##### Input for this task #####

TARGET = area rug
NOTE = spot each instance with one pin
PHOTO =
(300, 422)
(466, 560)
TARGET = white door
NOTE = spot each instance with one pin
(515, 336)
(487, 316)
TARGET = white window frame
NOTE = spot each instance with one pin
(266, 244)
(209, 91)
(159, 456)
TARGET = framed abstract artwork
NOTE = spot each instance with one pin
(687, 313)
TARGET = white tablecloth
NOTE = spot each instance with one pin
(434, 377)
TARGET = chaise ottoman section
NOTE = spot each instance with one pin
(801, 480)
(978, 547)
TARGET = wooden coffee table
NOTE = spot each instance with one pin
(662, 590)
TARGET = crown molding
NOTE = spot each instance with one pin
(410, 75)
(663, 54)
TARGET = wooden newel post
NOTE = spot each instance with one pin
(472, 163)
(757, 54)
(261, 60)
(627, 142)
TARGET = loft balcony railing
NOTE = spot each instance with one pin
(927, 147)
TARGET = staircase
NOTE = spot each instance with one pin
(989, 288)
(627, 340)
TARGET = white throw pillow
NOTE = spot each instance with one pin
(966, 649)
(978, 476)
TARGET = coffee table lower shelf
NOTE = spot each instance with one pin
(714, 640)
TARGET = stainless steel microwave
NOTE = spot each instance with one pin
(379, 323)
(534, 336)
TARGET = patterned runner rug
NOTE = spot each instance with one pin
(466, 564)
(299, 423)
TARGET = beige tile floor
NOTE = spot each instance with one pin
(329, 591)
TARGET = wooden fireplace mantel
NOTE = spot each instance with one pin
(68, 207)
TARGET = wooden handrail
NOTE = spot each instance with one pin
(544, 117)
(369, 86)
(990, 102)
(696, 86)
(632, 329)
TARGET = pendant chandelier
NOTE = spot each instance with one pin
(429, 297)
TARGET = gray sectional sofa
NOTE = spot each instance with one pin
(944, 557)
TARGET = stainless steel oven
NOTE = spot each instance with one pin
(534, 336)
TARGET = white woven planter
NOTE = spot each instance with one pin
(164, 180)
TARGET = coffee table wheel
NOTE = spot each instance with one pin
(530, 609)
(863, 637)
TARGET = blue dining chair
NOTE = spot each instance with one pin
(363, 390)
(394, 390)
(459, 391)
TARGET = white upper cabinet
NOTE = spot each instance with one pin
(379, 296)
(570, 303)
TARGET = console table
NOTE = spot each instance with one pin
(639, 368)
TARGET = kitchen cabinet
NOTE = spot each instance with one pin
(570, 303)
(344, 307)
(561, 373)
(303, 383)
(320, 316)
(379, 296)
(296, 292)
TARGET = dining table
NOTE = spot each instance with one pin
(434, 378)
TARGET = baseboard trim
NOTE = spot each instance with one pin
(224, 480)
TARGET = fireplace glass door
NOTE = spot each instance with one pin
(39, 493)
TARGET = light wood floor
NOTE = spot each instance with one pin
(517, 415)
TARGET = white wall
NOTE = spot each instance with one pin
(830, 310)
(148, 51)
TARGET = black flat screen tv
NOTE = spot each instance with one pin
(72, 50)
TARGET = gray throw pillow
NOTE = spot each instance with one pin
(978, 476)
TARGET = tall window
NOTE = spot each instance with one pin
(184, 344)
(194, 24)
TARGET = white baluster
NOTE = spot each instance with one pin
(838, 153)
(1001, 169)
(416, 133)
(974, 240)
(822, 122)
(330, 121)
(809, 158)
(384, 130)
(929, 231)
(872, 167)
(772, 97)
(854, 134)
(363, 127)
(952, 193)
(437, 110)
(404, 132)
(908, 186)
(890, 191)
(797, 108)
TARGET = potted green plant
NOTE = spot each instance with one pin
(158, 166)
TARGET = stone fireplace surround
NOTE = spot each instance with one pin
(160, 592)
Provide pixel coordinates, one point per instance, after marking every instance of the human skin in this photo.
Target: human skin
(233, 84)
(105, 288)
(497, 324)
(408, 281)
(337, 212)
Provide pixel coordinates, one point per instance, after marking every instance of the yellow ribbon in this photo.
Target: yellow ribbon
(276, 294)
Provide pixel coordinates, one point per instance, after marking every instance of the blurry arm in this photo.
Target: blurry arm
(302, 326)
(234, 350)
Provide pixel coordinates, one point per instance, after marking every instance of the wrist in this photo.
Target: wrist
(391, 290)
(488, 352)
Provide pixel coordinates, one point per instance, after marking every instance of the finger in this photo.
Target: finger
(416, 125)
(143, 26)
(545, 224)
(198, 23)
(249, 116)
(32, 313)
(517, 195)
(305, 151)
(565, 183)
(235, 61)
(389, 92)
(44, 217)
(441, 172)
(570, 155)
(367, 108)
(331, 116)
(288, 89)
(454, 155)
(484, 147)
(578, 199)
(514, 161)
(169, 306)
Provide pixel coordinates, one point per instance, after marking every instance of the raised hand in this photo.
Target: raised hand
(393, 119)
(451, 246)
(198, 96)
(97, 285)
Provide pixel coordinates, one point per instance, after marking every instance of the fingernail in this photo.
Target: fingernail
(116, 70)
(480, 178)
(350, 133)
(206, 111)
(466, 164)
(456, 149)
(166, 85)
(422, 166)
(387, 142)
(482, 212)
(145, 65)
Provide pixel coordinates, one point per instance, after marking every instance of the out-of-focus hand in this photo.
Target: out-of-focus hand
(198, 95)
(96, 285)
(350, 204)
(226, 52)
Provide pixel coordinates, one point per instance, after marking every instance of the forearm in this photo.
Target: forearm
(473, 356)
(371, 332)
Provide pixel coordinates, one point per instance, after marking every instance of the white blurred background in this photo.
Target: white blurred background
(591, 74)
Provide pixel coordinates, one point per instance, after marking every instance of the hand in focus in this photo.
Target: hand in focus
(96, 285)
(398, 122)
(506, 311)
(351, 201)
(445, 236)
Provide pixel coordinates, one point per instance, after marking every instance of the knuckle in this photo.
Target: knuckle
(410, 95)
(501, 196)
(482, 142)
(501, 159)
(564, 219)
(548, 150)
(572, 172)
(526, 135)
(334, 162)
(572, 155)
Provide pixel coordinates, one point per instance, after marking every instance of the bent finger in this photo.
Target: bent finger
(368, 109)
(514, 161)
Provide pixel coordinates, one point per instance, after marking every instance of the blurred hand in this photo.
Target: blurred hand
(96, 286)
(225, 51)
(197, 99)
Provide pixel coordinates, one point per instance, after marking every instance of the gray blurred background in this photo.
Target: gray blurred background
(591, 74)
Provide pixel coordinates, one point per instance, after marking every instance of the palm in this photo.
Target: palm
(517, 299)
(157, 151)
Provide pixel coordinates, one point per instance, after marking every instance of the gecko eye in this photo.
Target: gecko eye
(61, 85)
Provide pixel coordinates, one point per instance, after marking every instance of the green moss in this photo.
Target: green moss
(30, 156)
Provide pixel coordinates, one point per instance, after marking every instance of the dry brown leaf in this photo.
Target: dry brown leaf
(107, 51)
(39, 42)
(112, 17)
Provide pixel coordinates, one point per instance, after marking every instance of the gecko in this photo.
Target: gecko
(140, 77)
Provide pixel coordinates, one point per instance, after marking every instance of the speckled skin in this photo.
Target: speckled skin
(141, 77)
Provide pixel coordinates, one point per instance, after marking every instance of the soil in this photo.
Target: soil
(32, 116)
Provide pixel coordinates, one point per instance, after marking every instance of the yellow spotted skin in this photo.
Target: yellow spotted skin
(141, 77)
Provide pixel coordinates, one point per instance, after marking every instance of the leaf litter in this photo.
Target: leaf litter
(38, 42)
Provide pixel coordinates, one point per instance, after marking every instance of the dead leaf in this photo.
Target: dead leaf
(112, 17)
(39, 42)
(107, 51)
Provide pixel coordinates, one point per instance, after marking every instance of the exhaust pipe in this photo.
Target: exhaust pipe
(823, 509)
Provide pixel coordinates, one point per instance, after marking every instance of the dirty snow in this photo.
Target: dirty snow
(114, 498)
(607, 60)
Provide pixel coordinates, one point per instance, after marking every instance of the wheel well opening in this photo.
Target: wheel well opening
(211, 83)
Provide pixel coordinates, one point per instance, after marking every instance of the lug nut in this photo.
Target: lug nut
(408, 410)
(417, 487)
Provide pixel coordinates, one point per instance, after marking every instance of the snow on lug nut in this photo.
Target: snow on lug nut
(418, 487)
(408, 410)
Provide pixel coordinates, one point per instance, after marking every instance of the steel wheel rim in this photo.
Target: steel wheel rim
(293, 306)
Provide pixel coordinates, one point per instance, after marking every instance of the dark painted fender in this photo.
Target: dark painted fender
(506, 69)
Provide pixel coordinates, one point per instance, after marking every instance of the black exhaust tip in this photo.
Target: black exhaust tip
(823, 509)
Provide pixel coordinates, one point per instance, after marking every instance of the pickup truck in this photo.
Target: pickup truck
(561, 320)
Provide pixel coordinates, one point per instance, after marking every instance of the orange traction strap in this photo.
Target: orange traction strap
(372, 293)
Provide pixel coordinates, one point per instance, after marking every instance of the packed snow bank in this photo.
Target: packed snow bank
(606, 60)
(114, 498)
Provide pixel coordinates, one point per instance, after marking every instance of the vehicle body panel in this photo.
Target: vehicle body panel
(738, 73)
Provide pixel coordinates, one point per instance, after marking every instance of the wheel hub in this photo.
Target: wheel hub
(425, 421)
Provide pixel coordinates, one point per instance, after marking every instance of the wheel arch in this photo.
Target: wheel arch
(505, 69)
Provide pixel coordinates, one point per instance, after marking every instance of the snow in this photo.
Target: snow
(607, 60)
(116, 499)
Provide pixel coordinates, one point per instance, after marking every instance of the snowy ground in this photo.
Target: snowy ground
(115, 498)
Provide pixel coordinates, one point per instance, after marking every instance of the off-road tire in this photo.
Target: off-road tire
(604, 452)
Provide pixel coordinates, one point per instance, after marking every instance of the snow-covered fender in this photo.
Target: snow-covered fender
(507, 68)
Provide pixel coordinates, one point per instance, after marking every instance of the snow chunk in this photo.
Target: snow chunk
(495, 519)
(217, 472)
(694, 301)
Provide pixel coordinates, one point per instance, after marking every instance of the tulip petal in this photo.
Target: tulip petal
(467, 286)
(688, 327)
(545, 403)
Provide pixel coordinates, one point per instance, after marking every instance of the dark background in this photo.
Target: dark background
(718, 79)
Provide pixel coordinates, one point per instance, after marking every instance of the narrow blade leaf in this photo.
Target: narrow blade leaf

#####

* Given request: All lines from the one with "the snow in this photo." through the final line above are to be quoted exactly; quote no other line.

* Answer to this exercise:
Provide pixel coordinates, one point per instance, after marking every instance of the snow in this photo.
Target: snow
(607, 60)
(116, 499)
Provide pixel coordinates, one point per instance, after marking every instance of the snowy ground in this photo.
Target: snowy ground
(115, 498)
Provide pixel coordinates, one point per instance, after marking every instance of the off-road tire in this photo.
Target: off-road tire
(604, 452)
Provide pixel coordinates, one point per instance, after marking every instance of the snow-covered fender in this photo.
Target: snow-covered fender
(507, 68)
Provide pixel coordinates, one point per instance, after marking every instance of the snow chunk in this photo.
Target: snow chunk
(495, 519)
(217, 472)
(694, 301)
Provide pixel coordinates, one point per instance, after marking every instance of the tulip petal in this photo.
Target: tulip petal
(467, 286)
(688, 327)
(545, 403)
Provide pixel coordinates, one point per instance, after marking every instance of the dark background in this photo.
Target: dark background
(718, 79)
Provide pixel coordinates, one point per instance, after marking every instance of the narrow blade leaf in this photo.
Target: narrow blade leaf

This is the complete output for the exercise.